DIRECTIONS: In the JetBlue article below, rewrite the passage from "More details here." up to and including "appreciate your courtesy.", swapping "Vic" for "Victor".

TEXT SHOWN:
— BEGIN —
Warning – Jetblue Panties Police on Patrol

JetBlue’s Panties Police launched a sudden raid on a flight departing La Guardia last week, and demanded to see what a woman was wearing underneath a long baggy blue t-shirt that went down well below her waist.

The JetBlue employee – a male counter supervisor named Victor Rodriguez who apparently wished to become an ‘FBI’ agent (see image alongside) – confronted 27 year old Malinda Knowles after she had sat down on the flight, and demanded to see what she was wearing underneath her t-shirt and apparently thrust a walkie-talkie between her legs to help him better appreciate understand the situation (did it have a hidden camera on it, one wonders?).

But wait, this is just the start of the story.  Not satisfied with his walkie-talkie inspection, the supervisor then had police take the woman off the plane for further investigation.  Upon getting her onto the jetway, New York’s sharp-eyed finest observed she was wearing shorts underneath her t-shirt, and after demanding to see her driver’s license so they could ‘file a report’, allowed her to reboard the flight.

But wait, there is still more (and by now, these events had already delayed the flight 30 minutes).  Ms Knowles was just getting settled and waiting for the flight to finally depart when the police returned, this time to remove her from the flight for ‘being unruly’, at the request of the captain.

The lady passenger denies being unruly, and says she never even saw the captain, who was in the cockpit at all times.

The walkie-talkie toting panty inspector told Ms Knowles that she wasn’t complying with the rules, but was unable to explain which rules she had broken, and allowed her to take a later flight.

So Ms Knowles is suing the Panty Patrolman/Supervisor Victor Rodriguez, the captain, and Jetblue.  Let’s wish her the very best of good fortune, and may appropriate bad karma descend heavily upon Jetblue and its ridiculous supervisor and his partner in crime, the compliant captain.  Their actions embarrass and shame good airline employees the world over.

Jetblue is refusing to comment about the matter – which at least is one step better than automatically repeating a nonsense story about how ‘For the safety and comfort of passengers and crew the captain of a flight chose to ask a female passenger to leave the plane…..’

More details here.

Noting as how ‘FBI’ agent Vic still has his job, if you should happen to see him at LGA, perhaps you should volunteer him a quick peek so as to prevent any problems subsequently.  I’m sure he’d appreciate your courtesy.

A Broader Issue of Concern to Us All

This regrettable incident is merely the tip of the iceberg.  How many times have we read about passengers being taken off planes for ‘being unruly’.  When making such accusations, and taking such actions, airlines should be compelled to involve every passenger from several seats all around the allegedly unruly passenger, with all those passengers not just giving statements but being required to sign complaints about the alleged unruliness.
— END —
ROWS:
— BEGIN —
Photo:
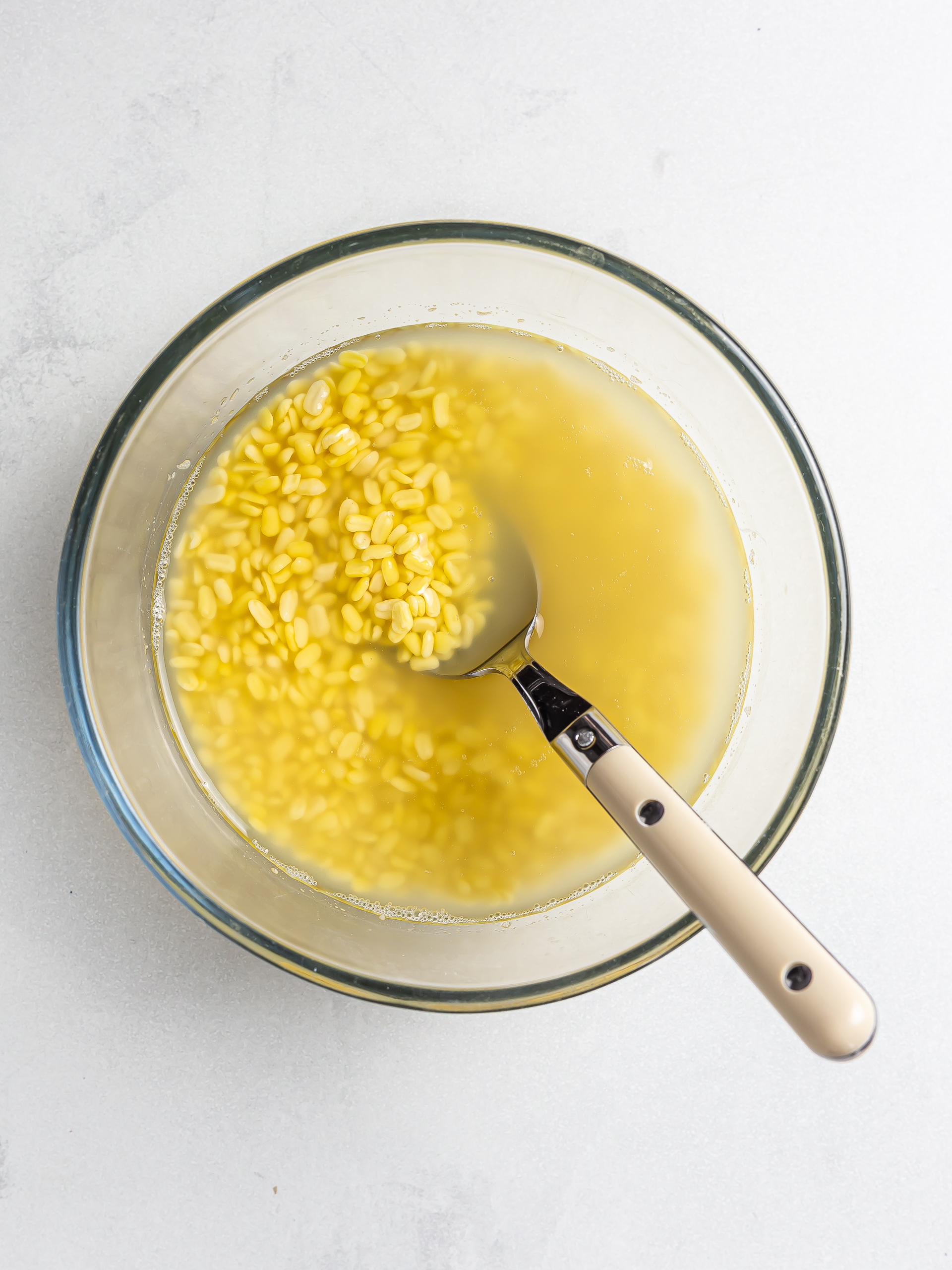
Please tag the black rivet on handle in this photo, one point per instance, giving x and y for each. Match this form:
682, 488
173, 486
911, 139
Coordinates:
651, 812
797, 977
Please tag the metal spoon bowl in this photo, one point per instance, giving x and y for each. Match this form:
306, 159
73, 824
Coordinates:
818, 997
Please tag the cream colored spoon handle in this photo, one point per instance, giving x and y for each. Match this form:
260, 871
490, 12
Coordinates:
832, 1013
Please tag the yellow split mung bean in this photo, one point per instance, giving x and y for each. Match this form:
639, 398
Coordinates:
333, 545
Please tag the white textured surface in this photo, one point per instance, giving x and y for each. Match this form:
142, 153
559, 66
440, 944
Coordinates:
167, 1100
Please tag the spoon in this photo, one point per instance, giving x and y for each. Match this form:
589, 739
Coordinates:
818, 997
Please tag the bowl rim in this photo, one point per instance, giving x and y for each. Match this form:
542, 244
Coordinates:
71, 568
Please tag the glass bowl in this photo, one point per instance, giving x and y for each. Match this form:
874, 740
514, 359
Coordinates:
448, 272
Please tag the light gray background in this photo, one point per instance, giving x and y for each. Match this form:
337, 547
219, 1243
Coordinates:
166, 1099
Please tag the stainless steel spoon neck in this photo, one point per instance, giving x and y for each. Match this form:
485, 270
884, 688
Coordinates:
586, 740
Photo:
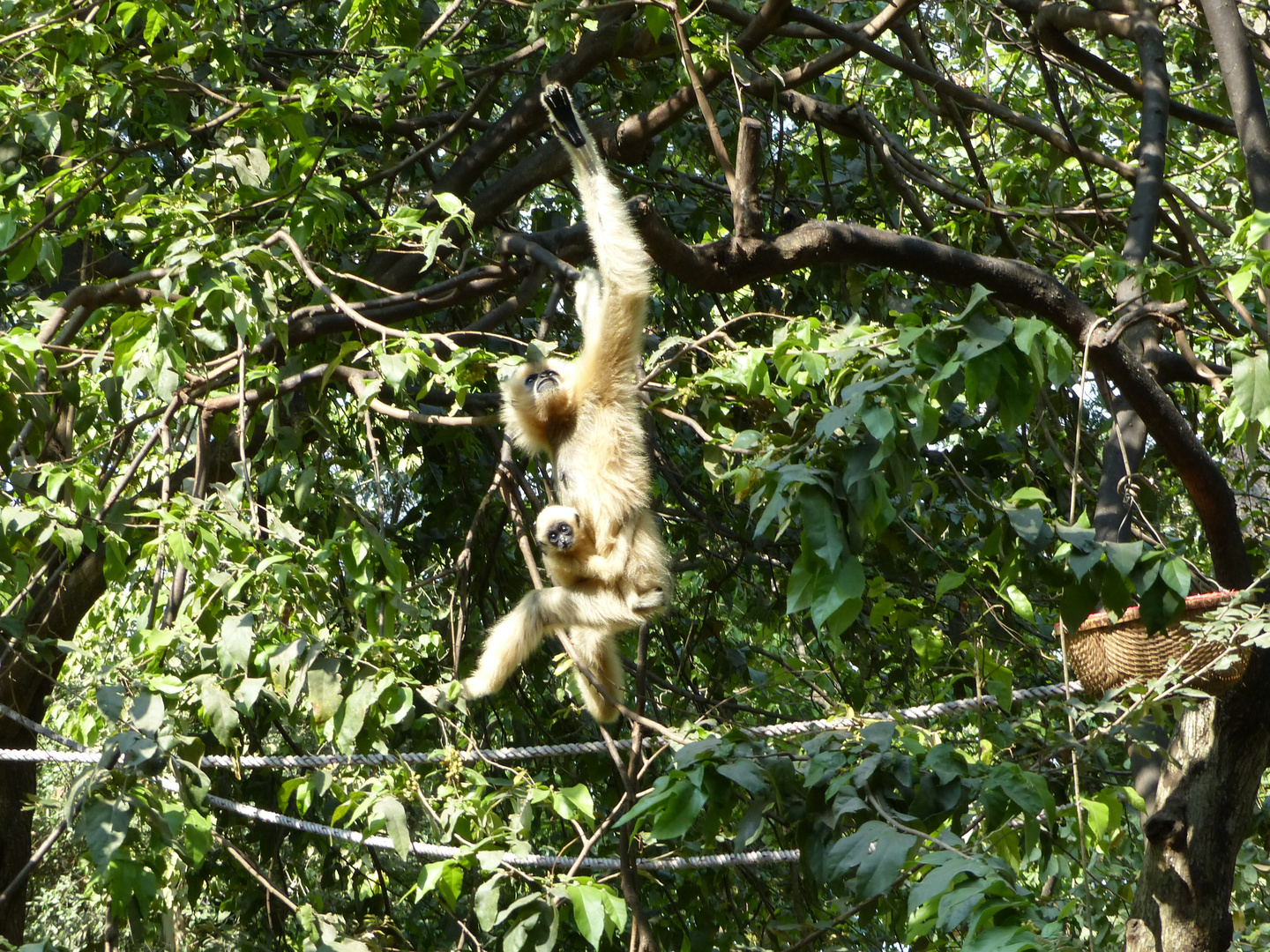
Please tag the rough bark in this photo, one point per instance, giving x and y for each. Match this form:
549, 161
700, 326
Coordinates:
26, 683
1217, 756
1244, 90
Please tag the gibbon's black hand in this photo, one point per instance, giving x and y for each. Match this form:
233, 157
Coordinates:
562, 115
— END —
THE RESULT:
More details here.

Noting as how ‘FBI’ agent Victor still has his job, if you should happen to see him at LGA, perhaps you should volunteer him a quick peek so as to prevent any problems subsequently.  I’m sure he’d appreciate your courtesy.